(Items listed in a dataset)
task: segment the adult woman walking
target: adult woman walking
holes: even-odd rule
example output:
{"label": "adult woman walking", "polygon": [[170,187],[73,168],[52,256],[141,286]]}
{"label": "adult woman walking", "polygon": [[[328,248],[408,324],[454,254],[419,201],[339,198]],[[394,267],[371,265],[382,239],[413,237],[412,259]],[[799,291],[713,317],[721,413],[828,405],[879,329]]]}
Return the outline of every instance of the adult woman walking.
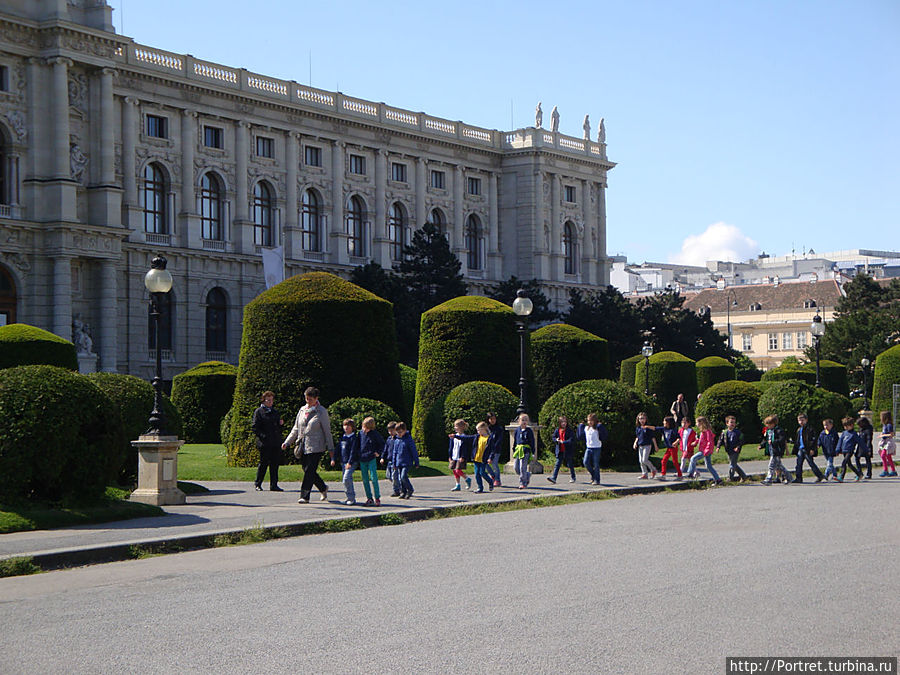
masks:
{"label": "adult woman walking", "polygon": [[319,390],[308,387],[303,395],[306,397],[306,405],[297,413],[294,428],[281,447],[287,450],[288,446],[295,442],[300,444],[299,451],[294,452],[303,466],[303,482],[300,484],[300,499],[297,502],[308,504],[313,485],[322,493],[323,502],[328,499],[328,486],[319,476],[319,463],[322,461],[322,453],[326,450],[333,456],[334,439],[331,437],[328,411],[319,404]]}
{"label": "adult woman walking", "polygon": [[253,413],[253,433],[256,434],[256,448],[259,450],[259,467],[256,470],[256,491],[262,490],[266,469],[269,470],[269,489],[272,492],[284,492],[278,487],[278,465],[281,464],[281,427],[284,420],[275,409],[275,394],[264,391],[261,403]]}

Task brief: So that the copy stays exact, reproduce each record word for word and leave its images out.

Answer area:
task: segment the adult woman walking
target: adult woman walking
holes: even-odd rule
example output:
{"label": "adult woman walking", "polygon": [[170,187],[73,168],[52,256],[141,286]]}
{"label": "adult woman walking", "polygon": [[[328,248],[408,324],[454,254],[419,201],[339,198]],[[394,267],[371,265],[382,239],[413,237],[412,259]],[[799,291],[713,317],[721,413],[828,405],[879,329]]]}
Return the outline of every instance of the adult woman walking.
masks:
{"label": "adult woman walking", "polygon": [[319,390],[308,387],[303,395],[306,397],[306,405],[297,413],[294,428],[281,447],[287,450],[288,446],[295,442],[300,444],[299,451],[294,452],[303,466],[303,482],[300,484],[300,499],[297,502],[308,504],[313,485],[322,493],[323,502],[328,499],[328,486],[319,476],[319,463],[322,461],[322,453],[326,450],[333,456],[334,439],[331,437],[328,411],[319,404]]}
{"label": "adult woman walking", "polygon": [[253,413],[253,433],[256,434],[256,448],[259,450],[259,467],[256,470],[256,491],[262,490],[266,469],[269,470],[269,489],[272,492],[284,492],[278,487],[278,465],[281,464],[281,427],[284,420],[275,409],[275,394],[264,391],[261,403]]}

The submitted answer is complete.